> **Exercise**: Give back every line of the data below exactly.

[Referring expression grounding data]
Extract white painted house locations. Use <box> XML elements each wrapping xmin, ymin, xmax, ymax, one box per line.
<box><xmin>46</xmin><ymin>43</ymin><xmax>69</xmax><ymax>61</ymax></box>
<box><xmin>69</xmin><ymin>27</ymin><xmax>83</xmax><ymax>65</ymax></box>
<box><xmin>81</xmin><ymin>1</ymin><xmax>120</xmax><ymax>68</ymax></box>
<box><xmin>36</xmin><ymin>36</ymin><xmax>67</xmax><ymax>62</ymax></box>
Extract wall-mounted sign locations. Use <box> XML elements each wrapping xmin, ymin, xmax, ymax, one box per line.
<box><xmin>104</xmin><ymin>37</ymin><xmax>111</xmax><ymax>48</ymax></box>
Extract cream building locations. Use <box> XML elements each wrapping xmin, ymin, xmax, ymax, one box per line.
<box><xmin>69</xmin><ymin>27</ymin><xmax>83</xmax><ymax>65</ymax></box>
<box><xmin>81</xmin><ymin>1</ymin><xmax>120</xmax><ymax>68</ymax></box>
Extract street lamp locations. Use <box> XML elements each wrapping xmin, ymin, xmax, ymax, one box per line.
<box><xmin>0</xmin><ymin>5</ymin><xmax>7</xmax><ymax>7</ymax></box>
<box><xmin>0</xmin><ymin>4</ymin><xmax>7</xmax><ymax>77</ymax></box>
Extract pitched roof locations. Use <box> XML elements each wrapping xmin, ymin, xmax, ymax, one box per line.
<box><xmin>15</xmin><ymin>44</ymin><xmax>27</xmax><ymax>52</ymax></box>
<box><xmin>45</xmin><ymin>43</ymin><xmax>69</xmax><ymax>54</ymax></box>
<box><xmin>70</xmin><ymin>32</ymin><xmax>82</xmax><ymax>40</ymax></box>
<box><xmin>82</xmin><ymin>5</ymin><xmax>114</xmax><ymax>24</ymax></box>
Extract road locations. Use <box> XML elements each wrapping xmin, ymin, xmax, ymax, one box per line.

> **Your response**:
Extract white painted house locations. Use <box> XML elements each wrapping xmin, ymin, xmax, ymax, one box per line.
<box><xmin>46</xmin><ymin>43</ymin><xmax>69</xmax><ymax>61</ymax></box>
<box><xmin>69</xmin><ymin>27</ymin><xmax>83</xmax><ymax>65</ymax></box>
<box><xmin>81</xmin><ymin>1</ymin><xmax>120</xmax><ymax>68</ymax></box>
<box><xmin>36</xmin><ymin>36</ymin><xmax>67</xmax><ymax>62</ymax></box>
Extract wall-mounted sign locations. Use <box> XML elements each wrapping xmin, ymin, xmax, ymax, one box per line.
<box><xmin>104</xmin><ymin>37</ymin><xmax>111</xmax><ymax>48</ymax></box>
Extract cream building locations. Use <box> XML elements each wrapping xmin, ymin, xmax, ymax, one box per line.
<box><xmin>69</xmin><ymin>27</ymin><xmax>83</xmax><ymax>65</ymax></box>
<box><xmin>81</xmin><ymin>1</ymin><xmax>120</xmax><ymax>68</ymax></box>
Extract street lamp locations. Use <box> XML elements each wrapping xmin, ymin, xmax, ymax, one box per line.
<box><xmin>0</xmin><ymin>5</ymin><xmax>7</xmax><ymax>7</ymax></box>
<box><xmin>0</xmin><ymin>4</ymin><xmax>7</xmax><ymax>77</ymax></box>
Extract pitched roof locations. Use <box> XML elements each wrapping xmin, ymin, xmax, ymax, one box per line.
<box><xmin>15</xmin><ymin>44</ymin><xmax>27</xmax><ymax>52</ymax></box>
<box><xmin>45</xmin><ymin>43</ymin><xmax>69</xmax><ymax>54</ymax></box>
<box><xmin>70</xmin><ymin>32</ymin><xmax>82</xmax><ymax>40</ymax></box>
<box><xmin>82</xmin><ymin>5</ymin><xmax>114</xmax><ymax>24</ymax></box>
Extract road locations. Use <box> XML elements each wrapping xmin, ymin, xmax, ymax, one box per line.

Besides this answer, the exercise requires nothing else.